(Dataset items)
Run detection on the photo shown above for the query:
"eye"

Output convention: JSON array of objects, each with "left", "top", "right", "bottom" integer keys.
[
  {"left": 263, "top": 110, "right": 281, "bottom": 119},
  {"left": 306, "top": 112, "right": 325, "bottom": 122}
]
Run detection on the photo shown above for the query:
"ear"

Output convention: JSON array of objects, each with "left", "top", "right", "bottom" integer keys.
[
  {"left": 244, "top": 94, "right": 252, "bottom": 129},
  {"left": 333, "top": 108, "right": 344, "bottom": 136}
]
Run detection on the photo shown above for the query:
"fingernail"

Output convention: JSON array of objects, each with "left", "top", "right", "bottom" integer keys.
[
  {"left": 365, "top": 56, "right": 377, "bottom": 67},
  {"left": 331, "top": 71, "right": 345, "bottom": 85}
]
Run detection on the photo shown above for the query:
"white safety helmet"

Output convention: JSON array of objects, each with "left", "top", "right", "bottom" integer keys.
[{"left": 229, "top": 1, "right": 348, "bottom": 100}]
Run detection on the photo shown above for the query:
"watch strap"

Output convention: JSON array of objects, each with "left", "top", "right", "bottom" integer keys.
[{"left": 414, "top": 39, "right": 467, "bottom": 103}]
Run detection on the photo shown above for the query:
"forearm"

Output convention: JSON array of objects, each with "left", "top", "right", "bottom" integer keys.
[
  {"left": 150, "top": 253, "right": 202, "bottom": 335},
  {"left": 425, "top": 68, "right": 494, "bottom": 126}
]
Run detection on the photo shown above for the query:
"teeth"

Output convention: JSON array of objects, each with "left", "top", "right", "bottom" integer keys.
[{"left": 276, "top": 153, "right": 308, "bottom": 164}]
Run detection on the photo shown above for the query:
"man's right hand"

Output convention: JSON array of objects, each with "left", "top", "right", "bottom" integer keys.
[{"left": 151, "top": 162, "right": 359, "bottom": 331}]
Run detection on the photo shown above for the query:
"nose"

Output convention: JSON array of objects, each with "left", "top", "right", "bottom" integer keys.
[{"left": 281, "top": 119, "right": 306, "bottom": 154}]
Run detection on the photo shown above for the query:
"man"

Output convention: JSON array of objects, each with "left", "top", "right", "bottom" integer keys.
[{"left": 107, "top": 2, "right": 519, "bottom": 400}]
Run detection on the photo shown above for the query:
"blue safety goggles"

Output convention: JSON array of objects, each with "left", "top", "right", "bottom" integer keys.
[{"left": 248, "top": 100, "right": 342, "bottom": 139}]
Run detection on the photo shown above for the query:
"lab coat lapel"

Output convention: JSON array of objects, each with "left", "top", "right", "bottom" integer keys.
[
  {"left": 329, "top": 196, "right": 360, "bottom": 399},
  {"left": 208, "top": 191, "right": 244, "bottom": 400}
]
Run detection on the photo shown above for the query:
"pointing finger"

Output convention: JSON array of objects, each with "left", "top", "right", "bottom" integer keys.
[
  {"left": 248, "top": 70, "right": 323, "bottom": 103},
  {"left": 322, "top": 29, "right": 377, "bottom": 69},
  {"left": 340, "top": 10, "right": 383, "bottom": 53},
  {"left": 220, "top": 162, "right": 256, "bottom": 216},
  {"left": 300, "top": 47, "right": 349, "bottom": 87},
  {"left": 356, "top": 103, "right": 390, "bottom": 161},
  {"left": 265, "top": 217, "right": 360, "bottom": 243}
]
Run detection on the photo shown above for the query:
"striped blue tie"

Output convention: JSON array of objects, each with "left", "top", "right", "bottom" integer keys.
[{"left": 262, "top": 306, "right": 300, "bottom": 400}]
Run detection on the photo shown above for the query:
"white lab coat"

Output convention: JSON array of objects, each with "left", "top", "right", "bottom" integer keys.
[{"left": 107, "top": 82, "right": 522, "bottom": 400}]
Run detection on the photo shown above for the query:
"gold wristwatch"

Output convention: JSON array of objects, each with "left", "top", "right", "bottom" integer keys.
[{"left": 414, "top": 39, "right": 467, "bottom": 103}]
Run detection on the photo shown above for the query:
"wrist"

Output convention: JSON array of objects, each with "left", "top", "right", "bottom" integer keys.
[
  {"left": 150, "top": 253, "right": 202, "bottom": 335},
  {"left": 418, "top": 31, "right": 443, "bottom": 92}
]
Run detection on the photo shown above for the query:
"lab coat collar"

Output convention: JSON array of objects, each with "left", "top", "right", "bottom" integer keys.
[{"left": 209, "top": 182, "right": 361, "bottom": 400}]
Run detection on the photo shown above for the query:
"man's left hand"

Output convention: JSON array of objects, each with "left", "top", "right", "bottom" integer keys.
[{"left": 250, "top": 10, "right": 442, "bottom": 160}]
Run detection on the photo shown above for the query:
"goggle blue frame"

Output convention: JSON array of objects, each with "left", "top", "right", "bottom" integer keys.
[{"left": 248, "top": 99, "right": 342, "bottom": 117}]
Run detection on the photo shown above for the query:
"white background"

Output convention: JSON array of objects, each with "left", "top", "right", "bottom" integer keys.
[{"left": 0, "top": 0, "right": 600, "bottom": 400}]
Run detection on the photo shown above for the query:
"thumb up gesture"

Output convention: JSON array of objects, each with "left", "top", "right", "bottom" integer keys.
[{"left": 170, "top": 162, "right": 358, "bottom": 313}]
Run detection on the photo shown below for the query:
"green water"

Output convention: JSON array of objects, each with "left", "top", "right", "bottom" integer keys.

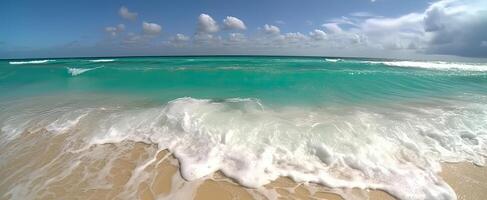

**Short problem:**
Collect every line from the entries above that contains the word "coat".

**Exercise answer:**
"lab coat lapel"
"white lab coat"
"lab coat collar"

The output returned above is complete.